Print each entry exactly, all the way through.

# # # # # # #

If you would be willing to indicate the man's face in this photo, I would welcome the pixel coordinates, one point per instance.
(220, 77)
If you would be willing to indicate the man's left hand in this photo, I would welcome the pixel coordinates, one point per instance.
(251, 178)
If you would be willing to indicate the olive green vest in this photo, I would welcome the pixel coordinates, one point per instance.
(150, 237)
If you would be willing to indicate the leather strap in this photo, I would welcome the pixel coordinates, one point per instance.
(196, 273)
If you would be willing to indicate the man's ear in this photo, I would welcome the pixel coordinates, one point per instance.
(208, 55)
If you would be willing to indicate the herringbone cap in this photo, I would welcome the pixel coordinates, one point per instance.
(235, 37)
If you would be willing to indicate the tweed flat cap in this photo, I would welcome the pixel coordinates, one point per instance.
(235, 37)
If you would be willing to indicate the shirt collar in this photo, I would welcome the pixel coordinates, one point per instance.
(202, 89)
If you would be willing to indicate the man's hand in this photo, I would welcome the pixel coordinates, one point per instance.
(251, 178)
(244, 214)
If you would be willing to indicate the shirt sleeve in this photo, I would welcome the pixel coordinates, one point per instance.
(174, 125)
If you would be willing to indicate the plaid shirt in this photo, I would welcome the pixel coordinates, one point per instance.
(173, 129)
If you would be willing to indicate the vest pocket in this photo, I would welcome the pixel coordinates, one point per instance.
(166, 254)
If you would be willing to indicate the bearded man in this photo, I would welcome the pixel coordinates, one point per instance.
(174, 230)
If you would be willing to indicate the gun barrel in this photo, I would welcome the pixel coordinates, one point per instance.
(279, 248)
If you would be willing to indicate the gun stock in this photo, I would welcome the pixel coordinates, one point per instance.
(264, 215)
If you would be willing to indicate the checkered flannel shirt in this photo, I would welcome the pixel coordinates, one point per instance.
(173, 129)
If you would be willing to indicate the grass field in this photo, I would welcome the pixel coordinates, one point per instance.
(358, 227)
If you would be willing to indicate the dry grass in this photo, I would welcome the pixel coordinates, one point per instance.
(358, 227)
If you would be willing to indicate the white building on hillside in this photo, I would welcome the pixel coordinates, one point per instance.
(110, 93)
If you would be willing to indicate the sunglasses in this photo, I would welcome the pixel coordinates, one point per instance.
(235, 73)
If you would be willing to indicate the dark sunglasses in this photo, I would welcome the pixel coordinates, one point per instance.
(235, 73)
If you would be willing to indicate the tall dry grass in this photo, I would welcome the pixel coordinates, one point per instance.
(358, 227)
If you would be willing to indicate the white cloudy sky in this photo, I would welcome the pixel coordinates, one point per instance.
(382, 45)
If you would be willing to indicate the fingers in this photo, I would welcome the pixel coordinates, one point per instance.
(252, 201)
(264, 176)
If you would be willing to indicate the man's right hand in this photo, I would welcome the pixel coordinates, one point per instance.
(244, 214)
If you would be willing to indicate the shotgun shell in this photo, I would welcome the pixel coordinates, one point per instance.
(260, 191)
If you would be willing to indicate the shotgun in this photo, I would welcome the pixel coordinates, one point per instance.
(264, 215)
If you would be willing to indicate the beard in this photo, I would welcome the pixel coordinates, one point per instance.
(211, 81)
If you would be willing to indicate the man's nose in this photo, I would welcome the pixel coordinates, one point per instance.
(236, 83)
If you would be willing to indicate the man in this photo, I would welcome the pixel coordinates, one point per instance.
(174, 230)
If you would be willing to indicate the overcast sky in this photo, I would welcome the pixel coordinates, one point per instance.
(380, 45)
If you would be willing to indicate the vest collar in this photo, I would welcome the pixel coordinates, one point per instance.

# # # # # # #

» Solution for this task:
If you would be willing to indicate the man's face in this photo, I would welcome the pixel coordinates, one point per instance.
(220, 77)
If you would be willing to indicate the man's left hand in this photo, I would welcome the pixel coordinates, one point per instance.
(251, 178)
If you would be willing to indicate the olive green vest in this photo, I would welcome the pixel coordinates, one point per instance.
(150, 237)
If you would be willing to indicate the leather strap in this photo, I would welcome the pixel coordinates, one point per instance.
(196, 273)
If you would be willing to indicate the man's ear in this photo, I would welcome the pixel coordinates, one point per instance.
(208, 55)
If you would be willing to indicate the herringbone cap in this photo, I would welcome the pixel coordinates, one point per instance.
(235, 37)
If you would be willing to indicate the tweed flat cap in this photo, I would welcome the pixel coordinates, one point per instance.
(235, 37)
If you would be willing to indicate the shirt collar in this photo, I would welcome the pixel coordinates, one point per instance.
(202, 89)
If you would be willing to indicate the man's hand in this photo, I would welcome the pixel coordinates, one point per instance.
(251, 178)
(244, 214)
If you would be willing to indicate the shirt sleeve in this photo, I would welcome the pixel coordinates, one point per instance.
(174, 125)
If you would be willing to indicate the plaid shirt in this photo, I would welcome the pixel coordinates, one point per instance.
(173, 129)
If you would be willing to indicate the vest pocket in this photo, I would welcome the pixel coordinates, one point per instance.
(166, 254)
If you would be willing to indicate the bearded man in this photo, I would welcome the pixel coordinates, one point per instance.
(174, 230)
If you would be willing to indicate the gun barrel in this photo, I would welcome the pixel coordinates, one point per instance.
(279, 248)
If you would be willing to indicate the gun stock in this photo, I would welcome the pixel coordinates, one point per instance.
(264, 215)
If you would be willing to indicate the checkered flannel shirt in this photo, I would welcome the pixel coordinates, one point per instance.
(173, 129)
If you would be willing to indicate the grass field in this photo, I would welcome the pixel coordinates, one point per instance.
(358, 227)
If you would be willing to indicate the dry grass in this photo, I would welcome the pixel coordinates, one point per instance.
(358, 227)
If you would be willing to indicate the white building on hillside in this photo, I would welcome the pixel coordinates, one point per instance.
(110, 93)
If you would be willing to indicate the sunglasses in this photo, I would welcome the pixel coordinates, one point per instance.
(235, 73)
If you would be willing to indicate the dark sunglasses in this photo, I would welcome the pixel coordinates, one point per instance.
(235, 73)
If you would be willing to indicate the tall dry grass in this photo, I would welcome the pixel coordinates, one point per instance.
(358, 227)
If you would be willing to indicate the white cloudy sky in this photo, I would welcome the pixel coordinates, one point per instance.
(382, 45)
If you would be willing to indicate the fingers in this photo, I would welcome the pixel coordinates, one point per instance.
(252, 201)
(264, 176)
If you would be willing to indicate the man's right hand in this photo, I would welcome the pixel coordinates, one point per instance.
(244, 214)
If you would be willing to indicate the shotgun shell in this photo, I would welcome the pixel coordinates, one point per instance.
(260, 191)
If you would be willing to indicate the shotgun in this photo, I would welcome the pixel coordinates, one point per instance.
(264, 215)
If you would be willing to indicate the beard in this photo, I would welcome the pixel coordinates, one point per instance.
(211, 81)
If you would be willing to indicate the man's nose in this photo, I would welcome the pixel coordinates, one point per instance.
(236, 83)
If you would be willing to indicate the man in this photo, I would welcome the pixel coordinates, one point per instance.
(174, 230)
If you would be willing to indicate the overcast sky in this photo, I would welcome the pixel coordinates, one point per instance.
(380, 45)
If you would be willing to indicate the vest collar in this photo, I would welcome the pixel coordinates, one point per instance.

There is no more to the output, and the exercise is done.